======== Texto dado

El pasado junio me tocó estar en uno de los salones de “Las Claras” presentando el libro “La Cueva de Boquique”, de Jaime Río-Miranda Alcón. Todavía era primavera pero el sol caía implacable sobre Plasencia, la ciudad que se mira en el Jerte y que dicen que el rey castellano Alfonso VIII la fundó (otros hablan de refundación) en 1186 “para el agrado de Dios y de los hombres” (“ut placeat Deo et hominibus”).

La presentación dio lugar a que ciertas butacas echaran humo y algún que otro relevante personaje placentino abandonó la sala. También hubo interrupciones. No es conveniente mentar la soga en casa del ahorcado. Pero la verdad es siempre revolucionaria; le duela a quien le duela. Las ciudades como Vetusta, cuyo cuerpo y alma tan bien captara Leopoldo García-Alas Ureña, aún siguen vivitas y coleando por nuestra geografía patria.

Con la cueva que no es cueva (no existe gruta alguna en el berrocoso corredor Béjar-Plasencia-Val de Xálima), sino, como bien dice mi buen amigo el arqueólogo Enrique Cerrillo Cuenca, “un hacinamiento de bloques graníticos”, me he vuelto a topar en los primeros días de este sombrío mes de noviembre. Con motivo de unas visitas al hospital de Plasencia, aproveché alguna que otra tarde para zancajear por la dehesa de Valcorchero y dejarme llevar por ese sexto sentido que impregna mis correrías etnoarqueológicas. No más de dos largas horas por el entorno de la Cueva de Boquique que se me colmaron de inéditos hallazgos y de irascible enojo al encenagárseme los ojos observando los peñascos pintarrajeados por graffiteros de tres al cuarto.

================
======== Material facilitado

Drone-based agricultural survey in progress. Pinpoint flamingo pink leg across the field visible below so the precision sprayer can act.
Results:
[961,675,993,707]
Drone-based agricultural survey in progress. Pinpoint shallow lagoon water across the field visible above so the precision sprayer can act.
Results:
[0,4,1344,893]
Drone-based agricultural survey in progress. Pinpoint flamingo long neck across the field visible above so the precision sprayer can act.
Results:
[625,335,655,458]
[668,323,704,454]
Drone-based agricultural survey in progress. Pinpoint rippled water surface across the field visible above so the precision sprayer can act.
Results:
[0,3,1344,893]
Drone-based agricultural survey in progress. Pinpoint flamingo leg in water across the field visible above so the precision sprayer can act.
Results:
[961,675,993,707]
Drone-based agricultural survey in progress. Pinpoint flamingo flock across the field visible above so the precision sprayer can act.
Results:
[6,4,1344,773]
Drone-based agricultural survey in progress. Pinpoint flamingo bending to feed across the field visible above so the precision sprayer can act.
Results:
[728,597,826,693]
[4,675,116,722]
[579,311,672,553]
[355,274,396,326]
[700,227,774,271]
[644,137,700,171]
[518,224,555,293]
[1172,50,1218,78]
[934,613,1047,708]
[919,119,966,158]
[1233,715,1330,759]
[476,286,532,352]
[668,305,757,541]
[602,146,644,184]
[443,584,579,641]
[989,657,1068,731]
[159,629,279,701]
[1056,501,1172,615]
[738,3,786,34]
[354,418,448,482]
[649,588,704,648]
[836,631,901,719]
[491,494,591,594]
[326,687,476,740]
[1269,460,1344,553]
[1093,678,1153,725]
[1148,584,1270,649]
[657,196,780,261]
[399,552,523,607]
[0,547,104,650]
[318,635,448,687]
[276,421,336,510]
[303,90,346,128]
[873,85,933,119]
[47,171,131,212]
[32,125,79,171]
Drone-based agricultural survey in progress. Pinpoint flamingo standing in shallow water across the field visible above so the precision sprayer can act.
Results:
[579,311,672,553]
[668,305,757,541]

================

## Qué hacer
• A. Reproduce sin cambios el fragmento del texto sobre la Cueva de Boquique que empieza en "El pasado junio" y termina en "nuestra geografía patria.".
• B. En el texto sobre la Cueva de Boquique, ¿cómo describe el arqueólogo Enrique Cerrillo Cuenca esa cueva?

## Respuestas
• A.
El pasado junio me tocó estar en uno de los salones de “Las Claras” presentando el libro “La Cueva de Boquique”, de Jaime Río-Miranda Alcón. Todavía era primavera pero el sol caía implacable sobre Plasencia, la ciudad que se mira en el Jerte y que dicen que el rey castellano Alfonso VIII la fundó (otros hablan de refundación) en 1186 “para el agrado de Dios y de los hombres” (“ut placeat Deo et hominibus”).

La presentación dio lugar a que ciertas butacas echaran humo y algún que otro relevante personaje placentino abandonó la sala. También hubo interrupciones. No es conveniente mentar la soga en casa del ahorcado. Pero la verdad es siempre revolucionaria; le duela a quien le duela. Las ciudades como Vetusta, cuyo cuerpo y alma tan bien captara Leopoldo García-Alas Ureña, aún siguen vivitas y coleando por nuestra geografía patria.

• B. Como "un hacinamiento de bloques graníticos".